Questions to answer:
(A) In the Rabobank market commentary below, rewrite the passage from "The WTO yesterday" up to and including "of the WHO.", replacing "talking shop" with "debating club".
(B) Translate this sentence from the Rabobank market commentary below into Spanish: "Yet most important today is the FOMC meeting."
(C) Pick up the Rabobank market commentary below from its final sentence and carry it forward.

Document extract:
Content starts

By Michael Every of Rabobank
Bill Gates was in the press this week stressing “mutually exacerbating catastrophes” that threaten global health: “In the blink of an eye, a health crisis became an economic crisis, a food crisis, a housing crisis, a political crisis. Everything collided with everything else,” he argued.
Gates then leveled some valid criticisms at the US virus response…and then put wind in the sails of those who believe the FDA could be biased in its decision to approve a Covid-19 vaccine: that, as surveys show that a majority in the US are concerned vaccine development is being rushed, and a third say they won’t get vaccinated. Wouldn’t a low vaccine take-up rate risk exacerbating all the exacerbating that is already underway? On many fronts, however, we are not short of exacerbation.
The WTO yesterday ruled that the US imposition of tariffs on China violate international rules. This will have several effects, none of which will be the US removing the tariffs under a Trump presidency. One will be to lodge an appeal, and given that the US has frozen the WTO’s appellate system to hear said appeals, it means the tariffs stay, underlining the WHO is now just a talking shop; another will likely be the WTO being red meat for Trump in his re-election campaign, or maybe even risk it following the fate of the WHO.
The US just removed 10% aluminium tariffs from Canada, however, so there will be some good news in Free-Trade Weekly this week, apart from the economic normalisation between Israel, the UAE, and Bahrain (with 5-6 other countries flagged to join the accord soon), and between Serbia and Kosovo.
In the UK, PM Johnson is still dealing with party rebels trying to prevent him pushing ahead with legislation deemed contrary to international law – though the government now says it isn’t after having earlier said it is. Tricky stuff, this international law business. There you are, minding your own business, and suddenly *BANG!*, “international law breaker”.
Latest news is the Internal Market Bill may be amended to give Parliament a say on triggering the most controversial clause: if so, and paraphrasing Johnson’s own recent paraphrasing of Chekhov, that would leave the gun on the table in this First Act rather than pointing it at the EU directly. The EU have meanwhile not helped by apparently declaring that, yes, it may be forced to ban all British exports of live animals and animal products such as cheese, beef, eggs, chicken and lamb from 1 January. It’s not quite The Sun screaming “EU Marmite Pirates!”, but it still has one pulling one’s (Black or Blue) beard.
Yet most important today is the FOMC meeting. We have written plenty for many years, and again of late, pointing out that even with all the best of intentions –which is being very generous of spirit– central banks are arguably part of the problem and not part of the solution. Their actions exacerbate the socio-economic and financial imbalances we see all round us. Or, rather, they can’t be part of the solution until an entirely new political “-ism” that explains how we run our political economies, and why, is laid out, part of which will be their Magical Money Trees.

Content ends

Data extracts:
Content starts

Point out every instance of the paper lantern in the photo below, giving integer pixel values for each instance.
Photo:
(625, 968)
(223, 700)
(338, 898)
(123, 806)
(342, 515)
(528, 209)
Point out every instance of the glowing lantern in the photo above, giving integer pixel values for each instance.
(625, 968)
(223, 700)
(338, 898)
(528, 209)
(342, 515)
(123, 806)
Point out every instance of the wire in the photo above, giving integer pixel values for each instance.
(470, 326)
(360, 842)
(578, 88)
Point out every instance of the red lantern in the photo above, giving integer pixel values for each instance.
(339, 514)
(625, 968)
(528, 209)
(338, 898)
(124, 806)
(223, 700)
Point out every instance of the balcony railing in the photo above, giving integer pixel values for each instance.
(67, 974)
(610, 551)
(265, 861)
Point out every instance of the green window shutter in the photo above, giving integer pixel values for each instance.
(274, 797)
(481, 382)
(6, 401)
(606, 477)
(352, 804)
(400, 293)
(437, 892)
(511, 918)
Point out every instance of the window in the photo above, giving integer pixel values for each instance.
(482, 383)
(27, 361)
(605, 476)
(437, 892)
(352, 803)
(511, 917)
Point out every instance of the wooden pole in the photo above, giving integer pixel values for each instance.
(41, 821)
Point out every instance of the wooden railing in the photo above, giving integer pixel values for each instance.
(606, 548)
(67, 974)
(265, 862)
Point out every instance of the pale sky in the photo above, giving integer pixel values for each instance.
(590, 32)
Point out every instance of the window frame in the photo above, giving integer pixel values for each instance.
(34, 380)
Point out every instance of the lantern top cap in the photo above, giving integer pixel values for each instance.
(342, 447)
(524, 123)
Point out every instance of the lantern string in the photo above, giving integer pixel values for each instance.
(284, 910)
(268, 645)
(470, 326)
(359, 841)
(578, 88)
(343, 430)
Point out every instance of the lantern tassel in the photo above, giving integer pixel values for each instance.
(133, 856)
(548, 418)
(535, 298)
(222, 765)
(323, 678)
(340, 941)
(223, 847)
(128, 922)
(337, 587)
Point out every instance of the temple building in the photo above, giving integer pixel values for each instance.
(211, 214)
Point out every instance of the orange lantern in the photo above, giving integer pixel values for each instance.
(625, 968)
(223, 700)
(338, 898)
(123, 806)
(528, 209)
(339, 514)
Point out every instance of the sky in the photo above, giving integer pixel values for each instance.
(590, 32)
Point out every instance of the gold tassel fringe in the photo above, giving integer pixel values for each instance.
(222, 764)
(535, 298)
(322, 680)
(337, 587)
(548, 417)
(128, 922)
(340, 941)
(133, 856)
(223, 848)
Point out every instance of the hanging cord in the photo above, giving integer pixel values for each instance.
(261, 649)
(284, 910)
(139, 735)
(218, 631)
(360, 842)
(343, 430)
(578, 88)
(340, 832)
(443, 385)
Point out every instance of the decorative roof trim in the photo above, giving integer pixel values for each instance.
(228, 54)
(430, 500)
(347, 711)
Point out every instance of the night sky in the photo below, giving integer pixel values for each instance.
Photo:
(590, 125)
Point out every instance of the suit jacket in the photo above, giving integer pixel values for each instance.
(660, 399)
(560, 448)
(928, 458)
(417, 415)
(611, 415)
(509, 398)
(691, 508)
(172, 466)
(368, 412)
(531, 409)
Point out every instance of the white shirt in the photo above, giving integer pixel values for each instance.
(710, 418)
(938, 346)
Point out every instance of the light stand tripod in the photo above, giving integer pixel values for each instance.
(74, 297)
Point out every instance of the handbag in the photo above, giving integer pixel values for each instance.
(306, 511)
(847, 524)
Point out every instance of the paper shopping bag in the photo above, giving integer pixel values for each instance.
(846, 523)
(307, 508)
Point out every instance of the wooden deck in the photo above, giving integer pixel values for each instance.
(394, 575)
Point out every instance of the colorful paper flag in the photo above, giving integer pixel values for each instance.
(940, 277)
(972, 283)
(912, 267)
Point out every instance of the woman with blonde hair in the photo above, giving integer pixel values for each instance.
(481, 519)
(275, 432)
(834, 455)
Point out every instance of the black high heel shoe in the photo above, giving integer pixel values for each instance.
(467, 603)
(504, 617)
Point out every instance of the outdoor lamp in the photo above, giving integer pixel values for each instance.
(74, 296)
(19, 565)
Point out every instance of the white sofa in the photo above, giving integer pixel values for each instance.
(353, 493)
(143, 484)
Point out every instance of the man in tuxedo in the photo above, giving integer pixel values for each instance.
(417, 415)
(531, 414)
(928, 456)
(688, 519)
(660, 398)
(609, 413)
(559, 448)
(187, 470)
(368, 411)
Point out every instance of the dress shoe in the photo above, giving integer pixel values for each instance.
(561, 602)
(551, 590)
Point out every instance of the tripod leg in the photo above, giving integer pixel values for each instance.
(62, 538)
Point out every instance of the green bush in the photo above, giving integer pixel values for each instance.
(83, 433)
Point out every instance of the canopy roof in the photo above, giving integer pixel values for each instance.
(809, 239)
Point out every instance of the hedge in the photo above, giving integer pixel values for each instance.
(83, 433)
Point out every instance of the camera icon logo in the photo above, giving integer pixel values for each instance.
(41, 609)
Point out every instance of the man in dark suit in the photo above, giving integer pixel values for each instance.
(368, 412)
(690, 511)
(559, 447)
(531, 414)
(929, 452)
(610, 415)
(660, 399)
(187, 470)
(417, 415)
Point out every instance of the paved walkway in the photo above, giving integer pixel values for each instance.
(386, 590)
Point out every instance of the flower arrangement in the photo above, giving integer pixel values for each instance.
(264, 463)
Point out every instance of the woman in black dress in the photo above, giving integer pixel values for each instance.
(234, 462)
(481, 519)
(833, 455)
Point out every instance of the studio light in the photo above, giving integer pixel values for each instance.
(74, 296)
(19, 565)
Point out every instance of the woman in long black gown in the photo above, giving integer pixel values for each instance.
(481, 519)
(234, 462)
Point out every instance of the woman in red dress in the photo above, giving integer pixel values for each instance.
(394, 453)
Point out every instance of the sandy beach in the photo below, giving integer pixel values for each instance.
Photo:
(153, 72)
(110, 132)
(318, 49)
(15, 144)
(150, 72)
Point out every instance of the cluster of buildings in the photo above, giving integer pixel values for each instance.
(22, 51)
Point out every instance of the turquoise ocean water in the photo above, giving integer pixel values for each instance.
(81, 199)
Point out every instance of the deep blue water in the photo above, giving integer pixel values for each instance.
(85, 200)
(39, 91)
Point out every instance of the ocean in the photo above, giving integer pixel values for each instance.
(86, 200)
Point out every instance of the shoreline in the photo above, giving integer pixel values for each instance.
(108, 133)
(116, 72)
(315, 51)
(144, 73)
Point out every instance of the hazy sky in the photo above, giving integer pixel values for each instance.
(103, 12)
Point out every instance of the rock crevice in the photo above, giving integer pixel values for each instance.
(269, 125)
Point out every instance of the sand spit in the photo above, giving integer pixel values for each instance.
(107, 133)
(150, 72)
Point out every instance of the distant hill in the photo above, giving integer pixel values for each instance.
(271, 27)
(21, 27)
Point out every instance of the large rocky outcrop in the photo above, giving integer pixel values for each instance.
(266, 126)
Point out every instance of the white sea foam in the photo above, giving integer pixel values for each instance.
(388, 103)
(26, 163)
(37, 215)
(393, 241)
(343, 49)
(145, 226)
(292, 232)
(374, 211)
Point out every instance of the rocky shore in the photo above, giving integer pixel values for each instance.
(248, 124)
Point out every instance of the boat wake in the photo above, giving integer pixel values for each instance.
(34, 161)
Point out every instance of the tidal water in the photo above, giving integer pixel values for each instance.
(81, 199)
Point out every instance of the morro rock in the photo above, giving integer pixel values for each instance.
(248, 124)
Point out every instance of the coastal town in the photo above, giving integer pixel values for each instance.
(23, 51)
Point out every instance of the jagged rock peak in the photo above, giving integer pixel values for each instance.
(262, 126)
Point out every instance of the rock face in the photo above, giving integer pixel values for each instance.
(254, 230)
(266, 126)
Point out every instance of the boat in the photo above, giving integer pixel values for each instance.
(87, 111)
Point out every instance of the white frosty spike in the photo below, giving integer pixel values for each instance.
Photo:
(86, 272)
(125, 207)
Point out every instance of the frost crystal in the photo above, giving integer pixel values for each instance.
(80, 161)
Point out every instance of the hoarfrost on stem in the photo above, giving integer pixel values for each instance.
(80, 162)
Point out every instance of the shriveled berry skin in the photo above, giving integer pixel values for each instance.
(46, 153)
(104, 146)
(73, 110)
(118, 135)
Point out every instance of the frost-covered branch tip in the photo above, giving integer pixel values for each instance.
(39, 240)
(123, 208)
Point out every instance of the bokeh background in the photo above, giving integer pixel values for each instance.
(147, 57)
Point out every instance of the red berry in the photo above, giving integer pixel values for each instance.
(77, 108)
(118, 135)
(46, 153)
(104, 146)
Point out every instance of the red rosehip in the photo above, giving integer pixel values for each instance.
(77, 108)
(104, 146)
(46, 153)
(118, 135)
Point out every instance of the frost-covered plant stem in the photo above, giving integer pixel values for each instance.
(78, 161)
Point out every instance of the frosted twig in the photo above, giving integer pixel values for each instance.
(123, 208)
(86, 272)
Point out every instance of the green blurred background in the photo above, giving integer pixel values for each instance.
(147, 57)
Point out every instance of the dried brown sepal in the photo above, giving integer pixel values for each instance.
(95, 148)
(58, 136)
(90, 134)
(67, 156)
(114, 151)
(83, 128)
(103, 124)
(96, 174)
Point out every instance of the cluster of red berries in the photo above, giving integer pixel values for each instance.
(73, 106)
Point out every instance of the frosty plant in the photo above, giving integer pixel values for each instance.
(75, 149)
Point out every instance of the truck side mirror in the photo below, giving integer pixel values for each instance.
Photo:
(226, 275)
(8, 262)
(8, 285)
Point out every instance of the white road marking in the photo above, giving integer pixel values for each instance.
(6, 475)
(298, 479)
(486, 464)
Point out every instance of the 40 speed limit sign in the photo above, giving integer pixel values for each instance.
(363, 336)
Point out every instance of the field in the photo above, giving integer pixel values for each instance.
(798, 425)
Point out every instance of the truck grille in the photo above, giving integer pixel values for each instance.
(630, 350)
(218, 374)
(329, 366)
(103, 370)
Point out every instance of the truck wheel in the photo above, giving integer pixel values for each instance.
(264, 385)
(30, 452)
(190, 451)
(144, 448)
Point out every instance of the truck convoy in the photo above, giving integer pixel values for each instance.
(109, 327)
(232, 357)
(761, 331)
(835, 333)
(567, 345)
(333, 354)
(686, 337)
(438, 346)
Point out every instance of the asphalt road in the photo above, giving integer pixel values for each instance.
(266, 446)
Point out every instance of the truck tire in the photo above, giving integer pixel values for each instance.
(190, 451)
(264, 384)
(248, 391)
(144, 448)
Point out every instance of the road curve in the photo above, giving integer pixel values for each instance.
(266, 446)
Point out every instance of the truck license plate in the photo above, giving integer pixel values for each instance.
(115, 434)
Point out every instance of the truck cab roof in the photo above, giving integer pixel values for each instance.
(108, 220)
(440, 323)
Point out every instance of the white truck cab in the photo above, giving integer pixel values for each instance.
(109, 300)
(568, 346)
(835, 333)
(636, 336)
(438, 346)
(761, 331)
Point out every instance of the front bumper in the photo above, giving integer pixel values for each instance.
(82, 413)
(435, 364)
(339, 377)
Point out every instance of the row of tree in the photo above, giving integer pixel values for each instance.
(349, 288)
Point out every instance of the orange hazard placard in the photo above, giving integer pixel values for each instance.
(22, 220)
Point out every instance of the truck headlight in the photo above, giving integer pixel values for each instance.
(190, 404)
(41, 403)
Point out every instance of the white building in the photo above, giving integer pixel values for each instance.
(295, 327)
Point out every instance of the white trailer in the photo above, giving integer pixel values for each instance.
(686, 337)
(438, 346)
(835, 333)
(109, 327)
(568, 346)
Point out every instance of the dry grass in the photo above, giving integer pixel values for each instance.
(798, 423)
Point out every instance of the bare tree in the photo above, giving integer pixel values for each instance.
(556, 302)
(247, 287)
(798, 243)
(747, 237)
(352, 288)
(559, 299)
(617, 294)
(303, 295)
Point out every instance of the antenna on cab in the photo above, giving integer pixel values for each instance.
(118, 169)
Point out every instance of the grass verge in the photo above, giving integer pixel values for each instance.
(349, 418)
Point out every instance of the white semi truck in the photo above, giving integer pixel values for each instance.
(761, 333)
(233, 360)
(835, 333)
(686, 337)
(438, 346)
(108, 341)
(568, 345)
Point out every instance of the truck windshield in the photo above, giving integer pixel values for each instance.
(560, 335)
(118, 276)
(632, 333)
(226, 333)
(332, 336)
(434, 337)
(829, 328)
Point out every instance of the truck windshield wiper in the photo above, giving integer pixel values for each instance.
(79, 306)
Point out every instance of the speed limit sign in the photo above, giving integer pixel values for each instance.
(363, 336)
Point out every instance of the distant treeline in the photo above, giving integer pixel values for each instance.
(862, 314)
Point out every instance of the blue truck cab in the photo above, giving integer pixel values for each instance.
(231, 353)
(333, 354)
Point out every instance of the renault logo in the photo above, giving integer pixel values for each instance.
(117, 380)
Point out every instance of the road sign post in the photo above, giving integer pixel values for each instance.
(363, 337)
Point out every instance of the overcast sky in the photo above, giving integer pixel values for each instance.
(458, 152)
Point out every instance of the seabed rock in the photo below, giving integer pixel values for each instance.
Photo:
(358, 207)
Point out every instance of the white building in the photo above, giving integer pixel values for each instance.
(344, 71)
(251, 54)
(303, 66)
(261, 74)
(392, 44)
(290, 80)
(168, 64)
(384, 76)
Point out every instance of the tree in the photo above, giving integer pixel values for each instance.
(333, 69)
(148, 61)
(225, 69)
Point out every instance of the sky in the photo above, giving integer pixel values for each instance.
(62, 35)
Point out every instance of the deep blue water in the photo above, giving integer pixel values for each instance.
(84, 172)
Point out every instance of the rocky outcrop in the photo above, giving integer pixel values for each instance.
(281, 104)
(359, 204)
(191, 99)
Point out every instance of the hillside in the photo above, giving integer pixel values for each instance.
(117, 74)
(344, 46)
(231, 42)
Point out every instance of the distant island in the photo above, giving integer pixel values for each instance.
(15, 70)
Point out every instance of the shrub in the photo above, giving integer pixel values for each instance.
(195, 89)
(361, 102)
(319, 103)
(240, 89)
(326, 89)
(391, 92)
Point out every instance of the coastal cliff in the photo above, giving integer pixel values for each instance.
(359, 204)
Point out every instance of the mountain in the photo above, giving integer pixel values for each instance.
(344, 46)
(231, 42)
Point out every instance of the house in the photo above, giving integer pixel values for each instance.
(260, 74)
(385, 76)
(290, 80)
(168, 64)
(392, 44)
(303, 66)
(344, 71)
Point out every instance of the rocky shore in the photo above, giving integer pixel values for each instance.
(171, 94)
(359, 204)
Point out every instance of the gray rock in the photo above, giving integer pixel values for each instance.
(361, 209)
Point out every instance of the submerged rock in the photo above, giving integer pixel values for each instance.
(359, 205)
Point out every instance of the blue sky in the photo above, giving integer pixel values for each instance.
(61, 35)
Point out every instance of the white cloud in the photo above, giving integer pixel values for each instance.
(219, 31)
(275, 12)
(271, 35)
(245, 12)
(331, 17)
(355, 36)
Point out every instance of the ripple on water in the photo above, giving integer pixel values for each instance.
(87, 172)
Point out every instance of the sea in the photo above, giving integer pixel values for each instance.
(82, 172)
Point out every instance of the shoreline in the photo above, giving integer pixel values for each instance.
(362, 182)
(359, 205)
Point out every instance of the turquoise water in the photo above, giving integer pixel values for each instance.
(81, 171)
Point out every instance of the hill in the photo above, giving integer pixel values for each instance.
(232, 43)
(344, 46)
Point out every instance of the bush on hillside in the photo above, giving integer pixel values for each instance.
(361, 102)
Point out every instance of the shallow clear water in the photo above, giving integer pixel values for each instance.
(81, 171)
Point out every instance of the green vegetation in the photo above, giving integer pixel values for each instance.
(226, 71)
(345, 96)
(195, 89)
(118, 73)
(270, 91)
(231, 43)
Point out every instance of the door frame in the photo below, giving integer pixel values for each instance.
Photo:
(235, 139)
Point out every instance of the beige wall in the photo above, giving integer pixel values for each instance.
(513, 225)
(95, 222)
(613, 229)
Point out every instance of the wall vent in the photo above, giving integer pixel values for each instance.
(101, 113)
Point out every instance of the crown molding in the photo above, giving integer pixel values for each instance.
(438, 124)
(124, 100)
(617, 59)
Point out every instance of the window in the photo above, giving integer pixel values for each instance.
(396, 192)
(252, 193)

Content ends

List of answers:
(A)
The WTO yesterday ruled that the US imposition of tariffs on China violate international rules. This will have several effects, none of which will be the US removing the tariffs under a Trump presidency. One will be to lodge an appeal, and given that the US has frozen the WTO’s appellate system to hear said appeals, it means the tariffs stay, underlining the WHO is now just a debating club; another will likely be the WTO being red meat for Trump in his re-election campaign, or maybe even risk it following the fate of the WHO.

(B) Sin embargo, lo más importante hoy es la reunión del FOMC.

(C)
(On which, consider the proposed changes to how Bank Indonesia operates its monetary policy, and its debt monetization, and the same trend emerging in the Philippines: neither were economies we flagged as being able to sustain MMT in our analysis of it. This looks a poor portent for EM FX ahead, as it usually is when “-isms” and EM mix in the headlines.)
Today, however, the Fed lay out their plan of action within the new framework mouse of a policy they produced in August after so much laboring. (Which is about as near as ‘labor’ gets to the Fed: which is why we have the problems we do.)
To reiterate, the inflation they cannot generate will now be measured over the medium term, which effectively means they will have nothing to do for years as they fail to see inflation rise: just look to Japan, where a new Suga Daddy is taking over stewardship of the Good Ship Structural Deflation. Or Europe. The market expectation is that the Fed’s new ‘dot plot’ forward guidance will be prepared to flag rates on hold until well into 2023. That sounds decidedly optimistic. Why not 2025? So let’s see what Powell says today: be still, my beating heart.
The argument is then between those who think the Fed watching the weeds grow waiting for inflation to sprout is bullish EM FX, and those who think the fact that the Fed is having to do that means that EM central banks will be diving in with debt monetisation, which is very bearish.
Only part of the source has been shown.